_Objective_
Rewrite the rows below, replacing "Expected output" with "Target box" everywhere and keeping everything else the same.

◆ ◆ ◆

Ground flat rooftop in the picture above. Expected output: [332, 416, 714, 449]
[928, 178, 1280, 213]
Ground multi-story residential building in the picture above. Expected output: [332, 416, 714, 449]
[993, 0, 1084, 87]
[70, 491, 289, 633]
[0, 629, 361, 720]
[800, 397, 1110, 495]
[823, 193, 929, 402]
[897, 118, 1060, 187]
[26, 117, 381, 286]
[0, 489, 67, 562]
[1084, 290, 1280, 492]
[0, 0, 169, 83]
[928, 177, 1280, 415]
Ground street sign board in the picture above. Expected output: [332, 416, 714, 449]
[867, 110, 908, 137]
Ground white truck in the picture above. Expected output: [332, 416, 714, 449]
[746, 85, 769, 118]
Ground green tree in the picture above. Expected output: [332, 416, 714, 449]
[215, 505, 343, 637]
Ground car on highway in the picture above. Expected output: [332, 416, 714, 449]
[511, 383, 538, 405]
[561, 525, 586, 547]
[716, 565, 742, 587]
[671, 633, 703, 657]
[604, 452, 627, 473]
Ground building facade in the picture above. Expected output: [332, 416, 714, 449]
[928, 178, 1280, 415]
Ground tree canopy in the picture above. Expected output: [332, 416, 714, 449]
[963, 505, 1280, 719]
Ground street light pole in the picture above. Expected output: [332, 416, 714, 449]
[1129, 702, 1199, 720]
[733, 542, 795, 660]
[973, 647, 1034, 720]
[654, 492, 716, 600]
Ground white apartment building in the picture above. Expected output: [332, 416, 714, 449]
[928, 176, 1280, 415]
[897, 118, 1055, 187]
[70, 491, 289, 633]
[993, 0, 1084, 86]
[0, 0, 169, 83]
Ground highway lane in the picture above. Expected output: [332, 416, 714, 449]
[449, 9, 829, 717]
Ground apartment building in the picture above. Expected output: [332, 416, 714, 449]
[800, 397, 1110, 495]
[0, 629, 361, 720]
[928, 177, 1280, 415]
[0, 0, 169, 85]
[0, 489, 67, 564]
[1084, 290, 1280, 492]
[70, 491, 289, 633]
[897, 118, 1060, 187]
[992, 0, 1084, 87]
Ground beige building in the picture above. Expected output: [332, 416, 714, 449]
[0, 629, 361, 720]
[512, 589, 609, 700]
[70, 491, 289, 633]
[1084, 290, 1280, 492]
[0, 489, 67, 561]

◆ ◆ ◆

_Answer below_
Ground flat rooftop in the picture above. Target box: [332, 416, 714, 449]
[928, 178, 1280, 213]
Ground multi-story residential building in the picture above. Target box: [332, 416, 714, 449]
[993, 0, 1084, 87]
[70, 491, 289, 633]
[0, 629, 361, 720]
[800, 397, 1110, 495]
[823, 193, 929, 402]
[897, 118, 1060, 187]
[26, 117, 381, 286]
[0, 489, 67, 562]
[1084, 290, 1280, 492]
[0, 0, 169, 83]
[928, 177, 1280, 415]
Ground street sign board in the picture above. Target box: [332, 416, 714, 449]
[867, 110, 908, 137]
Ground white truck in the picture above. Target box: [332, 416, 714, 449]
[746, 85, 769, 118]
Ground green tree in the picture above. Target box: [332, 416, 714, 449]
[215, 505, 343, 637]
Ground car on highway in the picture above. Target box: [332, 416, 714, 449]
[511, 383, 538, 405]
[561, 525, 586, 547]
[716, 565, 742, 587]
[671, 633, 703, 657]
[604, 452, 627, 473]
Ground building facade in the picture above. Target box: [332, 416, 714, 449]
[928, 178, 1280, 415]
Ground tree canopy in the picture above. Target box: [332, 416, 714, 449]
[963, 505, 1280, 719]
Ground street light pole in the picture above. Target box: [332, 416, 714, 449]
[1129, 702, 1199, 720]
[733, 542, 795, 660]
[973, 647, 1034, 720]
[654, 492, 716, 600]
Ground white apartment building in the picture above. Target box: [332, 416, 714, 449]
[928, 176, 1280, 415]
[897, 118, 1055, 187]
[70, 491, 289, 633]
[993, 0, 1084, 86]
[0, 0, 169, 83]
Ground highway lane in the picture above. Target box: [332, 416, 714, 449]
[449, 9, 829, 717]
Ground apartment building in the picture above. Target box: [332, 416, 714, 449]
[800, 397, 1110, 495]
[0, 629, 361, 720]
[928, 177, 1280, 415]
[0, 0, 169, 85]
[0, 489, 67, 564]
[1084, 290, 1280, 492]
[70, 491, 289, 633]
[897, 118, 1060, 187]
[992, 0, 1084, 87]
Ground beige building in the picture above. Target box: [332, 416, 714, 449]
[0, 629, 361, 720]
[512, 589, 609, 700]
[70, 491, 289, 633]
[1084, 290, 1280, 492]
[0, 489, 67, 561]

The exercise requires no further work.